=== Extracted information ===

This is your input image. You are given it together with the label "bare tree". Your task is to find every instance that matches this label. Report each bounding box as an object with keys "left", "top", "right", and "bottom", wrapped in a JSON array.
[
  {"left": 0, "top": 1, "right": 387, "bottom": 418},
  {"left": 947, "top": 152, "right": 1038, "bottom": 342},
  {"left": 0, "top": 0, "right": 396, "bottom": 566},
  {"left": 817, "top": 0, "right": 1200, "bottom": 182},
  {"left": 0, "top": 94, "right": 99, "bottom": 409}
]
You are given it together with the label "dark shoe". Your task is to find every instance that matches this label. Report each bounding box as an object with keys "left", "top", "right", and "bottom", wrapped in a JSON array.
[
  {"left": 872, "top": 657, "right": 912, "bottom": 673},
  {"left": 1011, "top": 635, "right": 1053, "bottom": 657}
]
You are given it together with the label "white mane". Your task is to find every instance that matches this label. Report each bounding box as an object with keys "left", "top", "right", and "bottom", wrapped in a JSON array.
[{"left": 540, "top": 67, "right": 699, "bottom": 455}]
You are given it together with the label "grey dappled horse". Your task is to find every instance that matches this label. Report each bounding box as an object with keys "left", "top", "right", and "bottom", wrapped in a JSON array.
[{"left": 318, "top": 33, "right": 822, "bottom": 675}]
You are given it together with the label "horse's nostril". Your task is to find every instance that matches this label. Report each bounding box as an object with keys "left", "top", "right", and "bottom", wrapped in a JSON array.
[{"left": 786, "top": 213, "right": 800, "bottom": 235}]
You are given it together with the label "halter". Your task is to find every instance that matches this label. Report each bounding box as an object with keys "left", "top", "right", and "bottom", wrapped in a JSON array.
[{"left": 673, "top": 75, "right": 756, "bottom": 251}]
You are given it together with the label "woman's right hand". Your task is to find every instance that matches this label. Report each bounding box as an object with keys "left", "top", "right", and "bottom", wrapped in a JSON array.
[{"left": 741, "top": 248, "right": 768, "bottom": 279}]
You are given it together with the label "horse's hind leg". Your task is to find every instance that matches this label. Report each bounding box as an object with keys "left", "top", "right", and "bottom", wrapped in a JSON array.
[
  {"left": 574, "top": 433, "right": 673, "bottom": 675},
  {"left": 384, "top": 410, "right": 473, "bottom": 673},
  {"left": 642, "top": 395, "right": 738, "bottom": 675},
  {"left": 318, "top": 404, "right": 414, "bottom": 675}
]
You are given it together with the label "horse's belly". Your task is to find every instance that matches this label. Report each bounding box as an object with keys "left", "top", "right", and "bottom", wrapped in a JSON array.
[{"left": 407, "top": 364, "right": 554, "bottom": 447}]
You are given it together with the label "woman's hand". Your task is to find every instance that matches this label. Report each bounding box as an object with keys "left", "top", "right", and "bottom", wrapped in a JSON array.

===

- _Exercise_
Print the material once more, exactly.

- _Output of the task_
This is your input image. You are given it together with the label "bare tree". Your task is to find every instance that matches this label. Report each bounding box as an object with keys "left", "top", "right", and "bottom", wrapped in a JSON array.
[
  {"left": 0, "top": 1, "right": 387, "bottom": 418},
  {"left": 947, "top": 152, "right": 1038, "bottom": 342},
  {"left": 0, "top": 0, "right": 396, "bottom": 566},
  {"left": 817, "top": 0, "right": 1200, "bottom": 182},
  {"left": 0, "top": 94, "right": 99, "bottom": 409}
]
You are given it together with the label "dark shoe". Your task is to find every instance that matches this label. Report each bounding box as an object with keys "left", "top", "right", and "bottom", wrapped in a JSON array.
[
  {"left": 872, "top": 657, "right": 912, "bottom": 673},
  {"left": 1011, "top": 635, "right": 1053, "bottom": 657}
]
You are given it together with the label "white mane". Your task is to find every instance that matches this label. Report each bounding box as an object with keys "left", "top", "right", and "bottom", wrapped in a JSON array.
[{"left": 540, "top": 67, "right": 699, "bottom": 455}]
You are given it together with the label "grey dappled horse". Your task is to find every instance that matches this label. Report each bounding box as an object with keys "left", "top", "right", and "bottom", wrapped in a JSON array.
[{"left": 318, "top": 33, "right": 822, "bottom": 675}]
You are given it together with the label "horse's nostril". Your task is to find every instance that matches this label. Report each bounding box as an object with keys "left", "top", "right", and "bottom", wrapped in a JSON array.
[{"left": 786, "top": 213, "right": 800, "bottom": 235}]
You are given it together with the label "halter". Your task is to find every instance that matches this label. Report each bounding box as an object with keys "left", "top", "right", and "bottom", wrapped in a JSON array.
[{"left": 673, "top": 75, "right": 756, "bottom": 251}]
You are given it together with the label "woman's right hand". Your task is to find every instance that matches this label. Report each bounding box as an object with keys "left", "top", "right", and "bottom", wrapped in a JSON array.
[{"left": 741, "top": 248, "right": 768, "bottom": 279}]
You are given it together with the label "horse's hind leg". Your task is to find every instance that matches this label. Report each bounding box as an object with keys "left", "top", "right", and "bottom", wrapped in a JSON array.
[
  {"left": 574, "top": 433, "right": 673, "bottom": 675},
  {"left": 384, "top": 410, "right": 473, "bottom": 673},
  {"left": 642, "top": 395, "right": 738, "bottom": 675},
  {"left": 318, "top": 404, "right": 414, "bottom": 675}
]
You are given it together with the label "horse's belly". Your task is to find every instance that matches this label. Report each bounding box as an object with keys "left", "top", "right", and "bottom", wrapped in a JSON array.
[{"left": 407, "top": 364, "right": 554, "bottom": 447}]
You are given it together with the label "woman's hand". Your task is to find every instance that matches this label. Report each bounding box as an object with keys "left", "top", "right", and "bottom", wrapped in a JSON array.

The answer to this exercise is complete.